# Are there many jobs in Dubai for foreign workers?



## Voltman (Apr 3, 2011)

What jobs are most in demand in Dubai for foreign workers?

Does anybody know how I can find out?


----------



## pamela0810 (Apr 5, 2010)

What do you do for a living? Tell us and we can tell you if it's in demand or not. Your question is too broad for us to give you a proper answer.

Otherwise, try google.


----------



## Voltman (Apr 3, 2011)

I'm currently a highschool student and haven't done any university study and I don't really know what I want to do with my life but I'm thinking of studying either Engineering, Science or Biomedicine next year at university.

Dubai sounds like a wonderful place to live so I'm just curious and trying to investigate the options of what I can do with my life. Are engineering jobs in demand in Dubai? If so, what type of engineerings jobs in particular?


----------



## Voltman (Apr 3, 2011)

Bump!


----------



## XDoodlebugger (Jan 24, 2012)

Voltman said:


> Bump!


Volty, oil and LNG will have a good future here and Oz.


----------



## verma6uc (Aug 19, 2012)

Hello, 

I have a question here. I am planning to come to dubai for a month to look for opportunities in the software space. Need help and advice. 

I have a 10+ years of exp in the web development space including e-commerce in India. I am IITB aumni. What kind of salary can I expect in Duabi? What i should do?


----------



## Mr Rossi (May 16, 2009)

I can't be arsed for the most part. If anyone wants to tell me what to do and pay a decent enough salary for it, please PM me.


----------



## XDoodlebugger (Jan 24, 2012)

verma6uc said:


> Hello,
> 
> I have a question here. I am planning to come to dubai for a month to look for opportunities in the software space. Need help and advice.
> 
> I have a 10+ years of exp in the web development space including e-commerce in India. I am IITB aumni. What kind of salary can I expect in Duabi? What i should do?


Our web company here farms out the work to India, you are heading the wrong way!


----------

● Dataset extract:

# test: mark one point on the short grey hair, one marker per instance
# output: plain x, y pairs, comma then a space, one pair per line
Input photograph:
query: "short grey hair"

● Tasks to complete:
**1)** In the Dubai jobs thread, which two industries does XDoodlebugger say will have a good future in Dubai?
**2)** Please reproduce word for word the passage of the Dubai jobs thread between "## Mr Rossi" and "please PM me.", inclusive.

● Solutions:
**1)** Oil and LNG.

**2)**
## Mr Rossi (May 16, 2009)

I can't be arsed for the most part. If anyone wants to tell me what to do and pay a decent enough salary for it, please PM me.